徳川家康は征夷大将軍になぜ任命された?いつ誰に?関白との違いは?
徳川家康(1543(天文11)〜1616(元和2))は、戦国時代から江戸時代初期にかけて活躍した武将です。
織田信長、豊臣秀吉と並んで戦国三英傑と呼ばれており、天下を統一して江戸幕府を開きました。
また、2023年の大河ドラマ『どうする家康』では、松本潤さんが徳川家康役を演じており、注目が集まっています。
そんな徳川家康は、征夷大将軍に任命され、江戸幕府を開きました。
なぜ徳川家康は征夷大将軍に任命されたのでしょうか?
この記事では、徳川家康が征夷大将軍にいつ任命されたのかや、任命された理由などを簡単に解説していきます。
目次
徳川家康はいつ誰に征夷大将軍に任命された?
徳川家康は征夷大将軍に任命されてから、江戸幕府を開きました。

▶ 提供一覧
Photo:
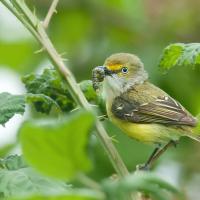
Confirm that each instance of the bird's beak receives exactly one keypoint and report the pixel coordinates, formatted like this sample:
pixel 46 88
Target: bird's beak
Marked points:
pixel 107 71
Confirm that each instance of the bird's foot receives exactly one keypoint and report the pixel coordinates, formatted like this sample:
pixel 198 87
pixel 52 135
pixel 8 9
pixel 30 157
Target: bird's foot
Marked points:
pixel 142 167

▶ 課題
**1.** 徳川家康の記事のうち、「また、2023年の大河ドラマ」から始まり「徳川家康はいつ誰に征夷大将軍に任命された?」で終わる部分を、そのまま書き出してください。
**2.** 徳川家康の記事について、最後の文に続く部分を書いてください。

▶ 解答
**1.**
また、2023年の大河ドラマ『どうする家康』では、松本潤さんが徳川家康役を演じており、注目が集まっています。
そんな徳川家康は、征夷大将軍に任命され、江戸幕府を開きました。
なぜ徳川家康は征夷大将軍に任命されたのでしょうか?
この記事では、徳川家康が征夷大将軍にいつ任命されたのかや、任命された理由などを簡単に解説していきます。
目次
徳川家康はいつ誰に征夷大将軍に任命された?

**2.**
いつ、徳川家康は征夷大将軍に任命されたのでしょうか?
また、なぜ征夷大将軍に任命されることとなったのでしょうか?
ここでは、徳川家康がいつ誰に征夷大将軍に任命されたのかなどを簡単に解説していきます。
徳川家康は関ヶ原の戦いの後に、征夷大将軍に任命された
豊臣秀吉の死後、家康は天下統一に向けて動き始めました。しかし、それをよく思わない人物がいました。それは、石田三成です。
石田三成は、徳川家康の動きを止めるために、戦を仕掛けます。これが「天下分け目の戦い」とも言われている関ヶ原の戦い(1600)です。
関ヶ原の戦いは、西軍大名の裏切りにより、徳川家康が率いる東軍の勝利で終りを迎えます。
こうして、徳川家康と敵対する人物はいなくなり、天下人に1番近い人物となりました。
これを受けて1603年(慶長8年)、家康のもとに勅使・権大納言広橋兼勝が訪れ、徳川家康を征夷大将軍に補任するという旨を伝えに来たのです。
このとき、徳川家康は62歳でした。そして、家康は後陽成天皇から将軍宣下を受けます。
このとき、家康は同時に右大臣と源氏長者、淳和奨学両院別当にも任じられており、これほど多くの宣旨を同時にもらったのは、史上で徳川家康だけです。
このように、徳川家康は、関ヶ原の戦いの後に征夷大将軍に任命されました。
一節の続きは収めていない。